* Task directions *
Shift every bounding-box coordinate in the answers up by 125, and reproduce the records from their beginning through the line containing "400,74,480,190". Leave all other text unchanged, including the requests and the sample coordinates within them.

..........

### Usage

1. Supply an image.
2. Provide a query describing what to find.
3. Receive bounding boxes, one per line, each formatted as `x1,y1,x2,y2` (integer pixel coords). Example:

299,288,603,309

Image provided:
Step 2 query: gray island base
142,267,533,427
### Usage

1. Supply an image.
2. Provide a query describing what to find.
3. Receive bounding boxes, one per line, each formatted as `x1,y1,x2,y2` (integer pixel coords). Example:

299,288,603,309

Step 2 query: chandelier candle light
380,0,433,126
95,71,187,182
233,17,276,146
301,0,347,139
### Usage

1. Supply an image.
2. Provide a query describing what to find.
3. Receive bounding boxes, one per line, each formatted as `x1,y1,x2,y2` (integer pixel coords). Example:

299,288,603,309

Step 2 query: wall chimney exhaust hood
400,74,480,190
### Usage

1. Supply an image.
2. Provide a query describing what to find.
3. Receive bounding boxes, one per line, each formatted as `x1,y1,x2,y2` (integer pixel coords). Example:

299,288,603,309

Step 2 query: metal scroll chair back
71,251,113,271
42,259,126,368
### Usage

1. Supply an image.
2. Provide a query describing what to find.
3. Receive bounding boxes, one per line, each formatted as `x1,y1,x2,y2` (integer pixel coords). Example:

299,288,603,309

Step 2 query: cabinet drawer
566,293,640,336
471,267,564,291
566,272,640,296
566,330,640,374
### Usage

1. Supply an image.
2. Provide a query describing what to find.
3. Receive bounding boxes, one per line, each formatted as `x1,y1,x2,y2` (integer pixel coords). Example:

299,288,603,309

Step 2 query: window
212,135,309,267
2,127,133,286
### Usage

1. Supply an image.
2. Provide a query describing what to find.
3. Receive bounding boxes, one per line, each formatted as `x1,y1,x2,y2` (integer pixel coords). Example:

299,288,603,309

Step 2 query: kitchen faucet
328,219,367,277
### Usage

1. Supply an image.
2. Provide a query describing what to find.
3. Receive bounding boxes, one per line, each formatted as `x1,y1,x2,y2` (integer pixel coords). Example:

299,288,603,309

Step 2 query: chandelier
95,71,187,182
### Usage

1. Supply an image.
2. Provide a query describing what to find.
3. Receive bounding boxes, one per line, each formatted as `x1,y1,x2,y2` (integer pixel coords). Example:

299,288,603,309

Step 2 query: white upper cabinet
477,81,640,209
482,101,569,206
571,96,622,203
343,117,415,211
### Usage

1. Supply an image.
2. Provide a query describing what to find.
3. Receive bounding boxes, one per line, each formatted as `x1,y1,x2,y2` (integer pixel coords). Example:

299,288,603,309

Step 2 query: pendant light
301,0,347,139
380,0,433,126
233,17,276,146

..........

* Solution to this exercise *
### Usage

1. Supply an image.
2. Provide a query describing what to find.
3. Receive bounding boxes, one per line, each formatted as `x1,y1,x2,y2` (integer pixel coords). Example:

299,288,603,309

Image provided:
Step 2 query: gray island base
267,392,658,552
### Usage

1. Supply an image.
2. Provide a query describing what to find.
3. Receive bounding boxes, one per line, each formatted as `x1,y1,x2,y2` (integer pixel coords). Example:

299,288,603,309

Step 2 query: chandelier candle light
505,125,558,251
220,196,312,307
358,142,401,271
426,125,472,264
### Usage

1. Supply an image.
2. Provide a query describing what to find.
3. Receive bounding boxes, one per line, each formatted as `x1,y1,x2,y2` (integer pixel coords). Example:

299,288,603,309

Step 2 query: wall chimney exhaust hood
525,199,605,315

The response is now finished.